WHAT TO PRODUCE
Retype each line of the listing below without changing it, and leave the pictures out of your copy.

GIVEN RECORDS
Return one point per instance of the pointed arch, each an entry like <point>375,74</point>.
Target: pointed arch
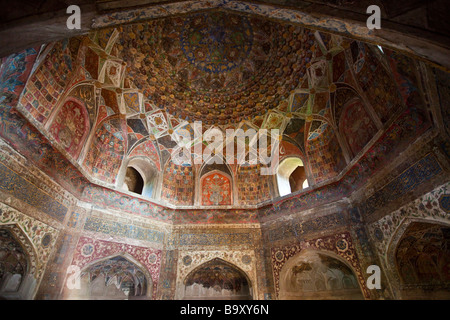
<point>115,277</point>
<point>318,274</point>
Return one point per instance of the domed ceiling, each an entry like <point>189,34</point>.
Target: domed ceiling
<point>216,67</point>
<point>126,96</point>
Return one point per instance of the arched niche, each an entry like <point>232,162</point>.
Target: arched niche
<point>291,176</point>
<point>216,189</point>
<point>178,183</point>
<point>113,278</point>
<point>140,176</point>
<point>217,280</point>
<point>318,275</point>
<point>422,261</point>
<point>17,281</point>
<point>356,125</point>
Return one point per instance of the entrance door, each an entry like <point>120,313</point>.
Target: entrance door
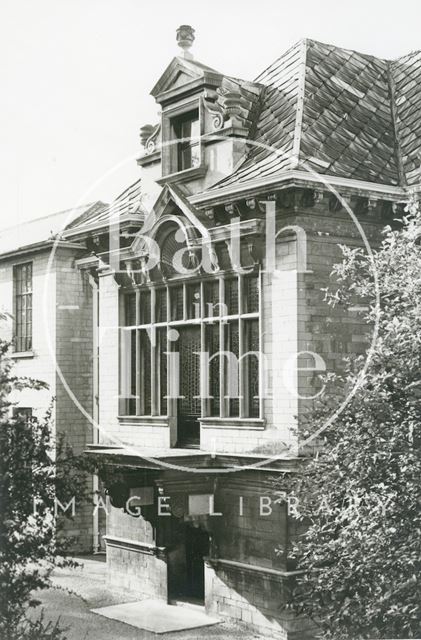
<point>197,547</point>
<point>186,567</point>
<point>188,427</point>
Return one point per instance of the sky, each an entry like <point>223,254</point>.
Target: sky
<point>76,75</point>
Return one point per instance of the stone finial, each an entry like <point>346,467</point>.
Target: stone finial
<point>145,133</point>
<point>185,39</point>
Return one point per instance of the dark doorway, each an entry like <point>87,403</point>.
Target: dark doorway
<point>188,410</point>
<point>186,567</point>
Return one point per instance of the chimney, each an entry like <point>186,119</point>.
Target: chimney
<point>185,39</point>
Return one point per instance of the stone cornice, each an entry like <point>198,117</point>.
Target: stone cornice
<point>299,179</point>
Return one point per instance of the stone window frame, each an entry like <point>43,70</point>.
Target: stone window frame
<point>23,294</point>
<point>135,405</point>
<point>169,151</point>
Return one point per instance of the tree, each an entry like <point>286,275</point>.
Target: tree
<point>35,468</point>
<point>359,495</point>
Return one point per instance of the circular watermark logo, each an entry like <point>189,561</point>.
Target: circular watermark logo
<point>185,263</point>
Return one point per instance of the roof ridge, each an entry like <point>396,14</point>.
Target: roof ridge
<point>295,156</point>
<point>393,110</point>
<point>283,55</point>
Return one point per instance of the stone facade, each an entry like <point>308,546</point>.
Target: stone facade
<point>193,509</point>
<point>61,342</point>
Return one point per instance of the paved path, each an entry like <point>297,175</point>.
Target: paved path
<point>76,591</point>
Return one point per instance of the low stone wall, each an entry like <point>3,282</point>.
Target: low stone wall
<point>136,567</point>
<point>252,596</point>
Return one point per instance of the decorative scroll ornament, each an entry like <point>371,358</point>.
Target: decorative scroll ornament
<point>232,106</point>
<point>215,111</point>
<point>145,133</point>
<point>151,143</point>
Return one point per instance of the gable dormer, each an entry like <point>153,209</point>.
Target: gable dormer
<point>206,118</point>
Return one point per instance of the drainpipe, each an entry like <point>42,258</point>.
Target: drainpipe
<point>95,401</point>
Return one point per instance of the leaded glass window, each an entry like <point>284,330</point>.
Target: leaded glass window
<point>22,283</point>
<point>223,314</point>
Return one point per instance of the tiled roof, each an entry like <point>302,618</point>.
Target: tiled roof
<point>406,74</point>
<point>128,203</point>
<point>275,126</point>
<point>42,229</point>
<point>339,113</point>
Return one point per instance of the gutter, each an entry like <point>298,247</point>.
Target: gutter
<point>41,246</point>
<point>298,178</point>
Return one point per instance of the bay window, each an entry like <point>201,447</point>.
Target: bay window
<point>213,326</point>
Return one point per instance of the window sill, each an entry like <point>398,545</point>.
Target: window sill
<point>183,176</point>
<point>17,355</point>
<point>255,424</point>
<point>144,421</point>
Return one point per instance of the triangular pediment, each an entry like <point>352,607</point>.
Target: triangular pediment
<point>171,202</point>
<point>178,73</point>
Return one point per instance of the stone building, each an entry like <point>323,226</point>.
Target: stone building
<point>211,325</point>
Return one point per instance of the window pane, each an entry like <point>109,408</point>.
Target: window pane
<point>176,296</point>
<point>231,295</point>
<point>187,130</point>
<point>22,279</point>
<point>128,372</point>
<point>161,305</point>
<point>130,310</point>
<point>212,306</point>
<point>162,369</point>
<point>145,372</point>
<point>251,365</point>
<point>231,367</point>
<point>251,293</point>
<point>145,307</point>
<point>193,300</point>
<point>212,346</point>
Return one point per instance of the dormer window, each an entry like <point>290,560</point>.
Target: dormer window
<point>187,131</point>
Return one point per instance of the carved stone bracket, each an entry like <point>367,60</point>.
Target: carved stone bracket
<point>215,110</point>
<point>151,142</point>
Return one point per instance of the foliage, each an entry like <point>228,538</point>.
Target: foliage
<point>358,542</point>
<point>34,469</point>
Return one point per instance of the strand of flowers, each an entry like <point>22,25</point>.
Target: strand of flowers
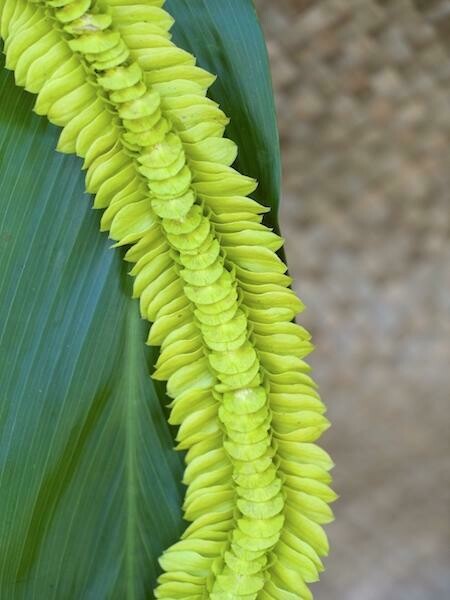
<point>133,105</point>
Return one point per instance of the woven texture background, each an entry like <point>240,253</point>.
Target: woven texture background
<point>363,94</point>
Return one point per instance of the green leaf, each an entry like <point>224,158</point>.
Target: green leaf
<point>90,488</point>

THE ANSWER
Return one point per instance of the pointed arch, each an entry like <point>375,74</point>.
Target: pointed arch
<point>115,277</point>
<point>318,274</point>
Return one point per instance of the domed ceiling, each an entry like <point>189,34</point>.
Target: domed ceiling
<point>216,67</point>
<point>126,96</point>
Return one point per instance of the arched niche, each an entry like <point>232,162</point>.
Target: arched niche
<point>291,176</point>
<point>216,189</point>
<point>178,183</point>
<point>113,278</point>
<point>140,176</point>
<point>217,280</point>
<point>318,275</point>
<point>422,261</point>
<point>17,281</point>
<point>356,125</point>
Return one point per instance of the entrance door, each an entry like <point>120,313</point>.
Target: entrance door
<point>197,547</point>
<point>186,567</point>
<point>188,427</point>
Return one point per instance of the sky, each an entry like <point>223,254</point>.
Target: sky
<point>76,75</point>
Return one point per instance of the stone finial, each an entry like <point>346,467</point>.
Target: stone finial
<point>145,133</point>
<point>185,39</point>
Return one point per instance of the dark doorway, each an entry like <point>87,403</point>.
Target: dark doorway
<point>188,410</point>
<point>186,567</point>
Return one point per instance of the chimney, each an entry like <point>186,119</point>.
Target: chimney
<point>185,39</point>
Return one point per instance of the stone cornice, each an entry like <point>198,117</point>.
Target: stone cornice
<point>299,179</point>
Return one point per instance of the stone window frame, each an entry like <point>43,70</point>.
Target: stone window frame
<point>23,294</point>
<point>135,405</point>
<point>169,151</point>
Return one point per instance of the tree, each an entry like <point>286,275</point>.
Target: tree
<point>35,468</point>
<point>359,495</point>
Return one point per instance of the circular watermark logo, each an entry like <point>189,561</point>.
Target: circular watermark logo
<point>185,263</point>
Return one point per instance of the roof ridge, each an entry like <point>396,14</point>.
Target: roof ridge
<point>295,156</point>
<point>393,110</point>
<point>283,55</point>
Return one point per instance of the stone facade, each an entry like <point>308,546</point>.
Target: stone facade
<point>193,509</point>
<point>61,342</point>
Return one point per instance of the paved path, each an entry like <point>297,175</point>.
Target: paved path
<point>76,591</point>
Return one point per instance of the low stone wall, each an entry like <point>3,282</point>.
Target: low stone wall
<point>136,567</point>
<point>252,596</point>
Return one point per instance of the decorative scroll ornament, each an entry like <point>371,358</point>.
Target: decorative scroll ornament
<point>232,106</point>
<point>215,111</point>
<point>145,133</point>
<point>151,143</point>
Return one point per instance of the gable dormer, each an entry like <point>153,209</point>.
Target: gable dormer
<point>206,118</point>
Return one point per instance of the drainpipe, each an entry like <point>42,258</point>.
Target: drainpipe
<point>95,401</point>
Return one point per instance of the leaded glass window, each an entry like <point>284,330</point>.
Target: leaded glass window
<point>22,283</point>
<point>223,314</point>
Return one point per instance of the tiled roof, each an entry like <point>302,618</point>.
Target: tiled roof
<point>406,74</point>
<point>128,203</point>
<point>275,126</point>
<point>42,229</point>
<point>339,113</point>
Return one point per instance of the gutter, each an entry like <point>298,247</point>.
Target: gutter
<point>41,246</point>
<point>298,178</point>
Return one point per instance of the bay window, each an entry like <point>201,447</point>.
Target: bay window
<point>213,326</point>
Return one point per instance of the window sill, each an entry like <point>398,545</point>.
Target: window sill
<point>183,176</point>
<point>17,355</point>
<point>255,424</point>
<point>144,421</point>
Return one point per instance of the triangular pediment, each an entry like <point>352,607</point>.
Target: triangular pediment
<point>171,202</point>
<point>178,73</point>
Return one point per instance of the stone building, each an entry like <point>323,226</point>.
Target: stone building
<point>211,325</point>
Return one point per instance of the window pane, each an entry like <point>109,408</point>.
Target: window pane
<point>176,296</point>
<point>231,295</point>
<point>187,130</point>
<point>22,279</point>
<point>128,372</point>
<point>161,305</point>
<point>130,310</point>
<point>212,306</point>
<point>162,369</point>
<point>145,372</point>
<point>251,365</point>
<point>231,367</point>
<point>251,293</point>
<point>145,307</point>
<point>193,300</point>
<point>212,346</point>
Return one point per instance of the dormer window, each an entry like <point>290,560</point>.
Target: dormer window
<point>187,131</point>
Return one point per instance of the carved stone bracket, each an entry like <point>367,60</point>.
Target: carved stone bracket
<point>215,110</point>
<point>151,142</point>
Return one point per instance of the foliage, each an entry like <point>228,538</point>.
Target: foliage
<point>358,542</point>
<point>34,469</point>
Return one point per instance of the strand of flowers, each an entry like <point>22,25</point>.
Target: strand of flowers
<point>133,105</point>
Return one point per instance of the woven texture background, each an entry like <point>240,253</point>.
Target: woven texture background
<point>363,94</point>
Return one point per instance of the green leaf, each an entry like <point>224,158</point>.
Target: green leaf
<point>90,488</point>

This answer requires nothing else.